[演習用文章]
□ □ □

韓国製のチョコパイが北朝鮮のお菓子よりもずっと美味しくて、高価で売れるようになってしまったため、転売目的で買い取る者も現れたそうです。
自分で消費するためでなく、売るために買い集める、つまりチョコパイが実質的に「お金」として扱われていたのです。
また、土地バブルで賑わっていた頃は、土地がお金になっていたと考えられます。
不動産と言うものは持ち運びができず、本来流動性が低い、つまり換金し難い、やや面倒な資産です。
しかし、土地バブルが起こった時期は多くの者が土地を買いあさりました。時には住んでいる人を無理やり追い出して土地を買う地上げが行われて問題になりました。
買った土地は、自分で家を建てて住むためのものではなく、他人に売るためのものです。
多くの人が他人に売るために土地を買いあさる、つまり土地がお金になっていたのです。
暗号資産とか暗号通貨などと呼ばれているビットコインも、最初は何の価値も無いただの電子データに過ぎませんでした。

□ □ □

[表示情報]
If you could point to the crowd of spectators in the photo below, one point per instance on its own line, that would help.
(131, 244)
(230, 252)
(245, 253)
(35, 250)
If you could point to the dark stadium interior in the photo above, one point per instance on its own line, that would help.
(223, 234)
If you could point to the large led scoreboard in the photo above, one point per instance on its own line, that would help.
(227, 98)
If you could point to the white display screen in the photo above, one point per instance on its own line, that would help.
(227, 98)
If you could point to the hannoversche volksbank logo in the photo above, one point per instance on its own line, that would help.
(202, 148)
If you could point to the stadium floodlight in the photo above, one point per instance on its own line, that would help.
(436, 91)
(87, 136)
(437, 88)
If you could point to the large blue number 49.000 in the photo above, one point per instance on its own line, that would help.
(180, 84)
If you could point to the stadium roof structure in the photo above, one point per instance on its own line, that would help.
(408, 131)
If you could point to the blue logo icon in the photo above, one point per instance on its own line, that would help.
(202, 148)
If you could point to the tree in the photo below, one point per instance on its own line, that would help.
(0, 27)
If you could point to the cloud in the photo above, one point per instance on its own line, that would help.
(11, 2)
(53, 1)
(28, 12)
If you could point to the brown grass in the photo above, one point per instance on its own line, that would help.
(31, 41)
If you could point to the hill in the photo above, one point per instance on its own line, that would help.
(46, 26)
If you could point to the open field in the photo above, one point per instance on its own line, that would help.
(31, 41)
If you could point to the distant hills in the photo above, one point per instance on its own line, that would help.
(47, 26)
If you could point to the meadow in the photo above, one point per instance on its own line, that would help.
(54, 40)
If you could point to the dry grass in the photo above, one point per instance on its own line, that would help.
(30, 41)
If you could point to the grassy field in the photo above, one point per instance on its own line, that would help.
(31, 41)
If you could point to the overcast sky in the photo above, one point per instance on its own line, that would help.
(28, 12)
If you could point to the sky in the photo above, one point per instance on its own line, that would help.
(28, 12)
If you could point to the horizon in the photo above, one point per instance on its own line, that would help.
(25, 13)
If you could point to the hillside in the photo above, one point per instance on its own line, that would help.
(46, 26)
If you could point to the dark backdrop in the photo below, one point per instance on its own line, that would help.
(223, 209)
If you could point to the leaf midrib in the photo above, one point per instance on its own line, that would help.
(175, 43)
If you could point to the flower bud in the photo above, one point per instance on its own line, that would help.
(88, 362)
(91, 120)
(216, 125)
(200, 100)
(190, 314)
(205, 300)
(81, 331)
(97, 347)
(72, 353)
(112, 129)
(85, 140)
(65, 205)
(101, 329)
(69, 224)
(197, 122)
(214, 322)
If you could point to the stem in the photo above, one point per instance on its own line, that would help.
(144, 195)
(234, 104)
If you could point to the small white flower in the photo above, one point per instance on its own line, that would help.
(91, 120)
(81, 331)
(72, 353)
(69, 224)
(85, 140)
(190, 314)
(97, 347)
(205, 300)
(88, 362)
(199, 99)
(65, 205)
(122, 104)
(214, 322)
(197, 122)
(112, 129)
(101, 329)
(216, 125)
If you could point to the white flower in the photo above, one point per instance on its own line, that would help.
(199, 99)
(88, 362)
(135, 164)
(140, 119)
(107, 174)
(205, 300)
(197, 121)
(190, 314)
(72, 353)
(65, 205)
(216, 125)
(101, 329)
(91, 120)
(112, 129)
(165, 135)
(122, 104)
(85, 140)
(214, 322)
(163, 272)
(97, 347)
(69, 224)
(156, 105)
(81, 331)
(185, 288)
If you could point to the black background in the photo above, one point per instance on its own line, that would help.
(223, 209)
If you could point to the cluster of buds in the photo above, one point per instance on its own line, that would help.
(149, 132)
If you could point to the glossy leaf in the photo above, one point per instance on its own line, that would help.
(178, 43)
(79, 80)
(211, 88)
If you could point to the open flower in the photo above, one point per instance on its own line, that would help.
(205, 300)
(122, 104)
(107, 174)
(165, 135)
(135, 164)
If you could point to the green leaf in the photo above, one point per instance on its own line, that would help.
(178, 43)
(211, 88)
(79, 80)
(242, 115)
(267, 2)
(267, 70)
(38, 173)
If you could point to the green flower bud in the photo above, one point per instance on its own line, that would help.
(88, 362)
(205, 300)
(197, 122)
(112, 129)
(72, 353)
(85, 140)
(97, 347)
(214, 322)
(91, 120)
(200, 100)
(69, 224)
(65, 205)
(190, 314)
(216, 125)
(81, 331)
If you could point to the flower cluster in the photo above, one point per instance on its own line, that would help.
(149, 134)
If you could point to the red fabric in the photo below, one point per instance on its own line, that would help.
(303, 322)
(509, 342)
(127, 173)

□ □ □

[取り組み課題]
(A) お金についての文章のうち「しかし、土地バブルが起こった時期は」で始まる段落を、主な事実を残して一文に縮めてください。
(B) お金についての文章を、最後の文に続けて書き進めよ。

[課題ごとの解答]
(A) 土地バブル期には多くの人が土地を買いあさり、住人を無理に追い出して土地を買う地上げも行われて問題になった。

(B)
技術的な話は別として、ビットコインが世間に注目されたのは、ビットコイン取引所が多数できて一般的な通貨と交換できるようになり、ビットコインの価格が高騰したころからでした。
ビットコインを持っていても何とも交換できない、つまり誰も欲しがらないうちは何の役にも立ちませんでした。
けれども、ビットコインの価格が高騰、つまり多くの人が欲しがるようになるとお金として機能し始め、今ではビットコインで直接決済できるサービスなども存在します。
逆に、誰も欲しがらなければそれはお金ではなくなります。
暗号資産のような、実体のない電子データだけではありません。
現在各国が発行している通貨は、昔のように政府が金などと交換することを保証しているものではありません。
その通貨の価値は、みんなが価値があると思って使っているから成立しているだけの、ある意味幻想です。
昔、ジンバブエで使われていたジンバブエドルという通貨がありました。
このジンバブエドルですが、ハイパーインフレを起こしたことでニュースになりました。
普通のインフレは物の値段がじわじわと上がっていく現象です。
しかし、ハイパーインフレはその上がり方が極端で、誰にも制御できなくなります。
当時のジンバブエの人は買い物をするために抱えきれないほどの大量の札束を持って行くことになり、その日の朝と夕で倍近く値段が上がるような経験をしたそうです。
これは、物の値段が上がったというよりも、通貨の価値が失われたのです。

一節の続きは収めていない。